**REQUIREMENT:** Below is a listing to repeat exactly, with its pictures left out.

____ EXERCISE DATA

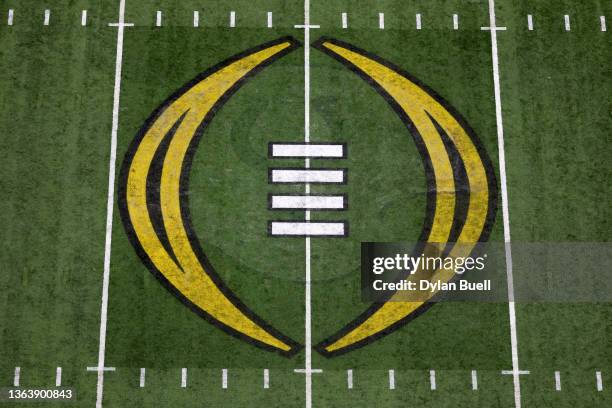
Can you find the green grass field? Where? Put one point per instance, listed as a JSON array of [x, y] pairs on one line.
[[57, 94]]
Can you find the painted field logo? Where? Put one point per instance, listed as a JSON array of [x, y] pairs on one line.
[[154, 183]]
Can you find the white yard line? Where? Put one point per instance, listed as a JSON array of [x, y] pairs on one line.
[[17, 377], [505, 211], [224, 378], [110, 204], [183, 377], [196, 18], [58, 377], [599, 381], [307, 248], [530, 22]]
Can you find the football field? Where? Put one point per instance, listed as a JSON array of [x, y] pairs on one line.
[[194, 299]]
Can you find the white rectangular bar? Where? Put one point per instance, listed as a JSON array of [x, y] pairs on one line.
[[17, 377], [307, 176], [196, 18], [302, 202], [288, 150], [58, 377], [307, 229], [183, 377], [599, 381], [224, 378], [530, 22]]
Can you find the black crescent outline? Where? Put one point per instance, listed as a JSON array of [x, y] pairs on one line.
[[184, 183], [491, 182]]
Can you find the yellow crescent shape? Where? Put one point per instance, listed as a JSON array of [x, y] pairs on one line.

________

**YOUR SOLUTION:**
Can you find the green grass field? Where? Put one point per instance, listed as a JSON array of [x, y] pairs on one line.
[[57, 94]]
Can you find the painted field logo? Where? Put one point per instance, listed as a JSON array of [x, y] pairs on one line.
[[154, 183]]
Can you find the white yard line? Where? Put one point per instance, listed as a JSON array of [x, y] pairs on one line.
[[17, 377], [505, 211], [224, 378], [110, 204], [183, 377], [196, 18], [58, 377], [599, 381], [307, 248], [530, 22]]
Can you find the football field? Where? Put one point per instance, listed as a JSON array of [x, y] pairs on one line.
[[194, 299]]
Can you find the white rectangular bar? Where? Put one point per instance, listed as a JSON array of [x, y] pairs on one line.
[[17, 377], [307, 176], [196, 18], [302, 202], [288, 150], [58, 377], [307, 229], [183, 377], [599, 381], [224, 378], [530, 22]]
Can you find the black crescent outline? Where? Put one point per instance, listed as a JSON array of [x, y] pairs on one line.
[[184, 183], [491, 182]]
Can you find the yellow crescent shape? Where? Put one point per instance, listed as a JSON array of [x, y] pairs on one line.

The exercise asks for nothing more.